--- Dataset records Enclosed Below ---
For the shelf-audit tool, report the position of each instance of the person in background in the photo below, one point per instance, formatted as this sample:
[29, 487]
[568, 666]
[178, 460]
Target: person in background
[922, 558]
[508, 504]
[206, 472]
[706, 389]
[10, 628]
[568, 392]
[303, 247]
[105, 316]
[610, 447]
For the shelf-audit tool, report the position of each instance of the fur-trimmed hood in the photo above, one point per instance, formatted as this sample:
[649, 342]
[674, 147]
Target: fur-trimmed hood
--- End of Enclosed Dataset records ---
--- Dataset records Enclosed Below ---
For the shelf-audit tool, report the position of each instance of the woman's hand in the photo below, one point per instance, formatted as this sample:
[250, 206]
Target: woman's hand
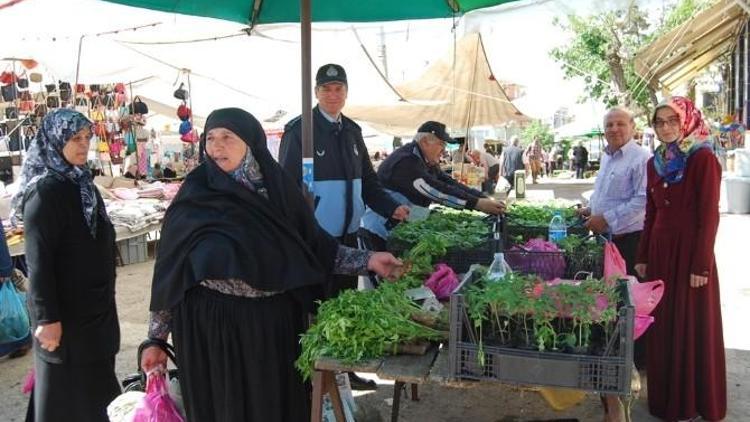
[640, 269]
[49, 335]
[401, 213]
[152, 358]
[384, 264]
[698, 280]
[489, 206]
--- End of Enclosed Dataset records ---
__What the task asks__
Take the line above containing "of the person", the line containing "of the fur-trimmed", and all lines in between, and copy them exactly without anything else.

__Solution__
For the shelf-audit tool, report the position of each instance of the person in background in the photo below, one point per instance, formatted as this sample:
[29, 487]
[568, 666]
[178, 460]
Target: person in background
[922, 558]
[508, 504]
[206, 472]
[706, 389]
[10, 628]
[568, 392]
[303, 247]
[105, 316]
[610, 447]
For the shelf-audit tool, report the position of each instance of the fur-trimmed hood in the photo above, one point per instance, formatted as this sample:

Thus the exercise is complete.